* [ABOUT THIS EXERCISE] Reproduce this listing in full.

* [RECORDED DATA]
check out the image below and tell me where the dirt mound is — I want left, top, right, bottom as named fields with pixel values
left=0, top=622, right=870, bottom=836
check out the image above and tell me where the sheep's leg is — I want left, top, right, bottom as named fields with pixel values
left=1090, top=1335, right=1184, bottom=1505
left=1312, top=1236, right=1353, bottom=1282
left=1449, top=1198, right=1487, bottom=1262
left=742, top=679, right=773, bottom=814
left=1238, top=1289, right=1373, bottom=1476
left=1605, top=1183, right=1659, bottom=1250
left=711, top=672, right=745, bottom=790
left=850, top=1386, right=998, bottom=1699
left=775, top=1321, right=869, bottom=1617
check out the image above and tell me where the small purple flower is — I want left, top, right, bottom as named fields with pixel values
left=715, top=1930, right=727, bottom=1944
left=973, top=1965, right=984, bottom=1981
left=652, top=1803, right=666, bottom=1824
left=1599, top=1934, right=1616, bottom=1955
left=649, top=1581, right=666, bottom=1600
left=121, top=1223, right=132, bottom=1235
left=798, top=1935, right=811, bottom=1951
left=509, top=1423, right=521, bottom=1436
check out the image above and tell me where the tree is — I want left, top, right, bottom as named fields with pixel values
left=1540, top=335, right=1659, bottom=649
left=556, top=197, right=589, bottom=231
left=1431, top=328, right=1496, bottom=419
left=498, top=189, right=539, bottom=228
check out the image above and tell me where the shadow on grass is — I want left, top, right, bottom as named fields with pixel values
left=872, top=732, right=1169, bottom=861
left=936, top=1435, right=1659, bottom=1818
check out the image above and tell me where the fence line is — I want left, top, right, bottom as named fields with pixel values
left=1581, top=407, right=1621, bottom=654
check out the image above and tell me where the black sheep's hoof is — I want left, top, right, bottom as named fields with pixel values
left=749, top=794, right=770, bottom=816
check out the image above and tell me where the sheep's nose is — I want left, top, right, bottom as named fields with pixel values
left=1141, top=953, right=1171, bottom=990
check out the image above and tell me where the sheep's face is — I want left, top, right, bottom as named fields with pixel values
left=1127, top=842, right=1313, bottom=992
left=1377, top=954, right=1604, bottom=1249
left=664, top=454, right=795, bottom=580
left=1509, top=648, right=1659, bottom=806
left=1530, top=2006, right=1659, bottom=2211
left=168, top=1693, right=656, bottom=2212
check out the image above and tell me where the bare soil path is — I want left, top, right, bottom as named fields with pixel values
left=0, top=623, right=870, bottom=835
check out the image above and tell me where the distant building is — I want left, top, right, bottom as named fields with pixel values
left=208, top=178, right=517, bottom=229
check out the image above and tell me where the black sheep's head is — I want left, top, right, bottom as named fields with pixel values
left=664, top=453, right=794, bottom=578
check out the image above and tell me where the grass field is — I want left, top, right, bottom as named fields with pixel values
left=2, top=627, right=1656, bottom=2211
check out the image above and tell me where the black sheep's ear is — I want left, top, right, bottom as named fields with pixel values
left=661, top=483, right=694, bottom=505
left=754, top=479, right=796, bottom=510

* [RESPONSE TO THIS TASK]
check out the image below and tell me where the dirt mound is — I want left, top, right, bottom as named fields with pixel values
left=0, top=622, right=870, bottom=836
check out the image above and tell me where the sheep's leg is — I want left, top, right, bottom as named fields with pixel values
left=1090, top=1335, right=1184, bottom=1505
left=1312, top=1236, right=1353, bottom=1282
left=1449, top=1198, right=1487, bottom=1262
left=742, top=679, right=773, bottom=814
left=1238, top=1289, right=1373, bottom=1476
left=1605, top=1183, right=1659, bottom=1250
left=711, top=672, right=745, bottom=790
left=850, top=1386, right=998, bottom=1699
left=775, top=1321, right=869, bottom=1617
check out the image above and tell me where the small purple flower is — I want left, top, right, bottom as named fields with pixel values
left=715, top=1930, right=727, bottom=1944
left=973, top=1965, right=984, bottom=1981
left=652, top=1803, right=666, bottom=1824
left=1599, top=1934, right=1616, bottom=1955
left=649, top=1581, right=666, bottom=1600
left=121, top=1223, right=132, bottom=1235
left=798, top=1935, right=811, bottom=1951
left=509, top=1423, right=521, bottom=1436
check out the image above and tell me where the tree is — I want left, top, right, bottom as named fields with pixel values
left=1540, top=335, right=1659, bottom=649
left=556, top=197, right=589, bottom=231
left=1431, top=328, right=1496, bottom=419
left=498, top=189, right=539, bottom=228
check out the image above and tell me where the shadow on grass is — I want left, top, right, bottom as named fields with pixel values
left=872, top=732, right=1169, bottom=861
left=936, top=1435, right=1659, bottom=1818
check out the image above and tell me where the fence line is — I want left, top, right, bottom as named fields with pixel values
left=1581, top=407, right=1621, bottom=654
check out the image above and tell me where the black sheep's hoof is — I want left, top, right, bottom as named fields with pixel values
left=749, top=794, right=770, bottom=816
check out the image above and tell me where the sheep's nose is — I want left, top, right, bottom as named fields with pixel values
left=1141, top=953, right=1171, bottom=990
check out the image above and tell me where the sheep's face is — I want left, top, right, bottom as named fields with pixel values
left=1127, top=842, right=1313, bottom=992
left=1377, top=954, right=1604, bottom=1249
left=664, top=454, right=795, bottom=580
left=1509, top=648, right=1659, bottom=806
left=1530, top=2006, right=1659, bottom=2211
left=168, top=1693, right=656, bottom=2212
check out the image above and tell me where the bare soil path is — I want left, top, right, bottom as named fields with pixel values
left=0, top=623, right=870, bottom=835
check out the image above and tell me where the distant building is — I want left, top, right, bottom as named fields with pixel values
left=208, top=178, right=517, bottom=229
check out the image above and tell me where the black sheep's head is — I want left, top, right, bottom as named fields with pixel values
left=664, top=453, right=794, bottom=578
check out the image above and tell me where the grass field is — I want left, top, right, bottom as named fields with pixel values
left=2, top=627, right=1656, bottom=2211
check out the image above and tell me where the black sheep's ear is — I want left, top, right, bottom as named fields with pixel values
left=661, top=483, right=694, bottom=505
left=754, top=479, right=796, bottom=510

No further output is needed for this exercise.